Nel momento in cui una clava cade, il corpo e la sua protesi si sdoppiano; il giocoliere reagisce all’errore rallentando il ritmo dell’azione e presentando all’occhio dello spettatore un personale e muto ragionamento su quello stesso concetto. Imbarazzo, sorriso, uno sguardo lanciato agli altri giocolieri o da loro ricevuto, sono i momenti in cui il corpo sembra riacquistare l’identità, perché l’errore ne ha spezzato l’identificazione con l’oggetto che rappresenta il centro della pratica e ha convocato lo sguardo dello spettatore in una forma di collaborazione. A ridefinire i contorni tra pratica/dispositivo e sostanza/corpo è ancora una volta il risultato della relazione tra i due, che emerge nel momento in cui la regola chiaramente espressa nei suoi fondamenti viene tradita.

Rispetto alla compartecipazione dello spettatore in Untitled c’è forse un altro elemento che marca una differenza con Folk-s: qui i performer non hanno incorporato la pratica in un processo di apprendimento collettivo, sono già professionisti formati in quella pratica. Il momento dell’errore riavvicina repentinamente performer e spettatore, il quale riporta quanto avviene all’azione di un soggetto con una propria identità, che attraverso il proprio corpo esegue un insieme di compiti aperti alla prodezza come al fallimento. Così, a una sorta di slittamento sul piano performativo ne corrisponde un altro su quello cognitivo.

**Righe di dati**
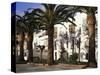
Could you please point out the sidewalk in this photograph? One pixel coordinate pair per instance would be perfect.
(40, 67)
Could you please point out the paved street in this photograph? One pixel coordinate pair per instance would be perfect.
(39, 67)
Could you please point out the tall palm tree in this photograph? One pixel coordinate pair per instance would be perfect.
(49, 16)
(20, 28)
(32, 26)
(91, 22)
--
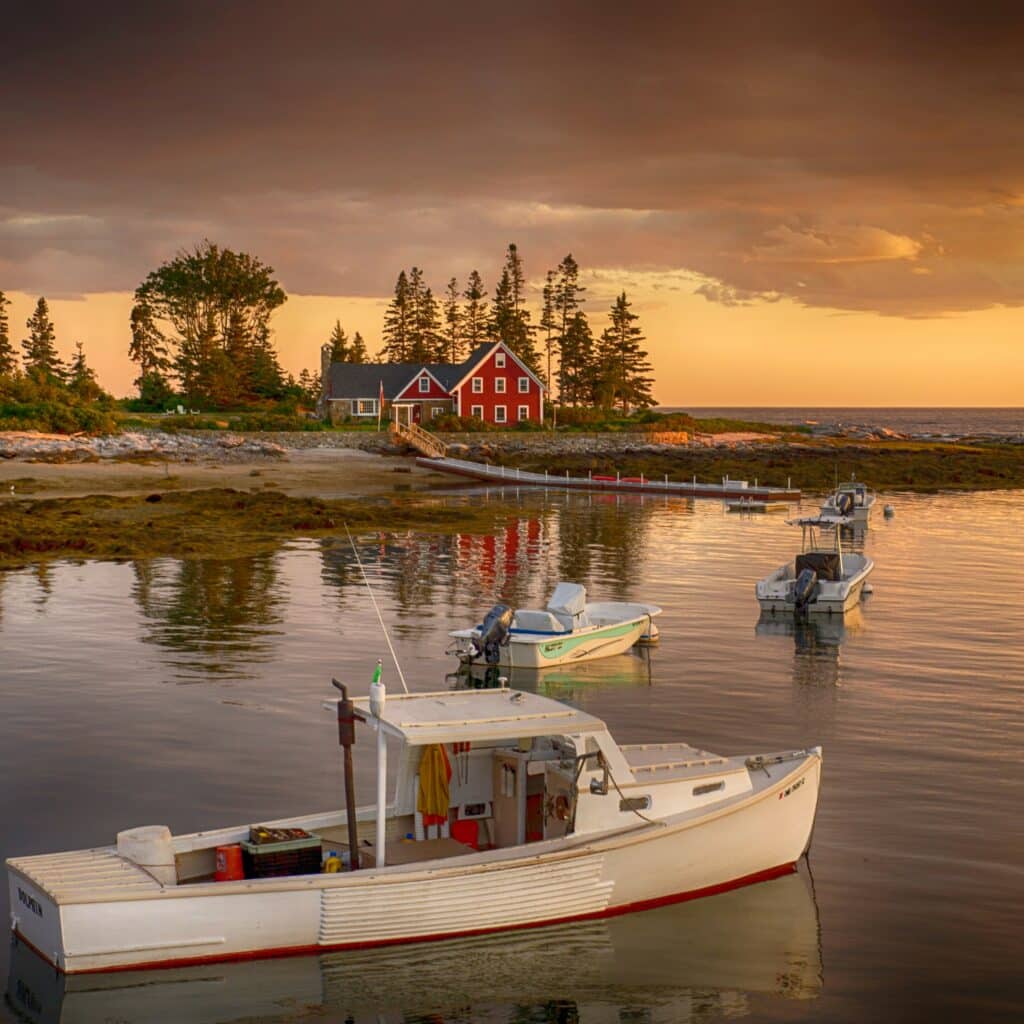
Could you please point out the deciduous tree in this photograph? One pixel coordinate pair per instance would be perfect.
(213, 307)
---
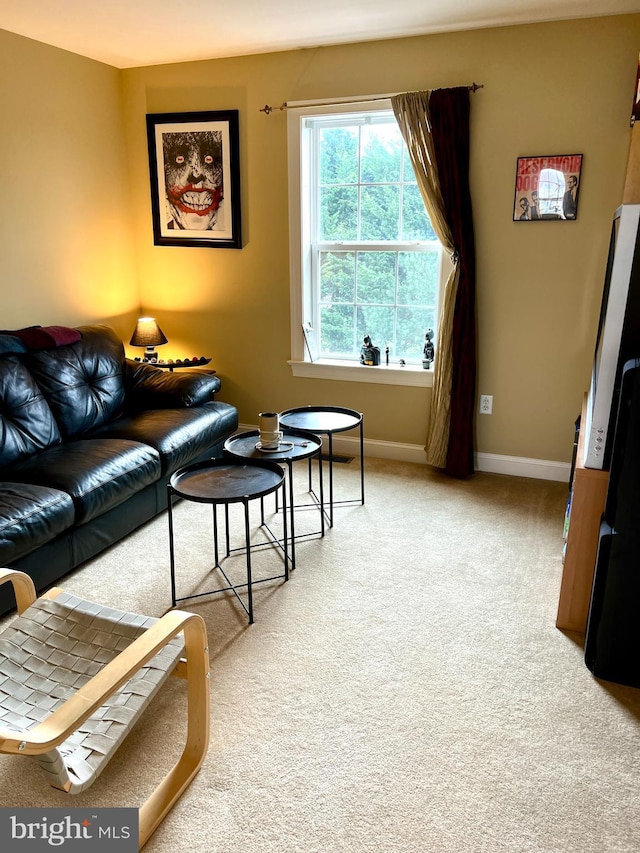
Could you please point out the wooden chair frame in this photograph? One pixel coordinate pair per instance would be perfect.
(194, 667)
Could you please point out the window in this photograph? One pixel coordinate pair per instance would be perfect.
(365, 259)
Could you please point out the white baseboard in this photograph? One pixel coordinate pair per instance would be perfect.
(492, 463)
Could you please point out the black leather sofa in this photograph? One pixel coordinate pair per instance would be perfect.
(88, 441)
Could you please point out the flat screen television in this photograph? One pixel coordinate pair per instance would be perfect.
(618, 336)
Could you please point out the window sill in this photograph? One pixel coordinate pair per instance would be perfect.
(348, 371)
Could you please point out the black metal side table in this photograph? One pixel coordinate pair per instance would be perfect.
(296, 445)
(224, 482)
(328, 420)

**Serie di esercizi**
a – Cita per intero il brano sull'errore del giocoliere, senza alcuna modifica.
b – Trova nell'elenco ogni riga che contiene la stringa "window" e trascrivila. La distinzione tra maiuscole e minuscole conta.
Il brano e l'elenco sono del tutto indipendenti l'uno dall'altro.

**Risultati**
a –
Nel momento in cui una clava cade, il corpo e la sua protesi si sdoppiano; il giocoliere reagisce all’errore rallentando il ritmo dell’azione e presentando all’occhio dello spettatore un personale e muto ragionamento su quello stesso concetto. Imbarazzo, sorriso, uno sguardo lanciato agli altri giocolieri o da loro ricevuto, sono i momenti in cui il corpo sembra riacquistare l’identità, perché l’errore ne ha spezzato l’identificazione con l’oggetto che rappresenta il centro della pratica e ha convocato lo sguardo dello spettatore in una forma di collaborazione. A ridefinire i contorni tra pratica/dispositivo e sostanza/corpo è ancora una volta il risultato della relazione tra i due, che emerge nel momento in cui la regola chiaramente espressa nei suoi fondamenti viene tradita.

Rispetto alla compartecipazione dello spettatore in Untitled c’è forse un altro elemento che marca una differenza con Folk-s: qui i performer non hanno incorporato la pratica in un processo di apprendimento collettivo, sono già professionisti formati in quella pratica. Il momento dell’errore riavvicina repentinamente performer e spettatore, il quale riporta quanto avviene all’azione di un soggetto con una propria identità, che attraverso il proprio corpo esegue un insieme di compiti aperti alla prodezza come al fallimento. Così, a una sorta di slittamento sul piano performativo ne corrisponde un altro su quello cognitivo.

b –
Could you please point out the window in this photograph? One pixel coordinate pair per instance would be perfect.
Could you please point out the window sill in this photograph? One pixel coordinate pair per instance would be perfect.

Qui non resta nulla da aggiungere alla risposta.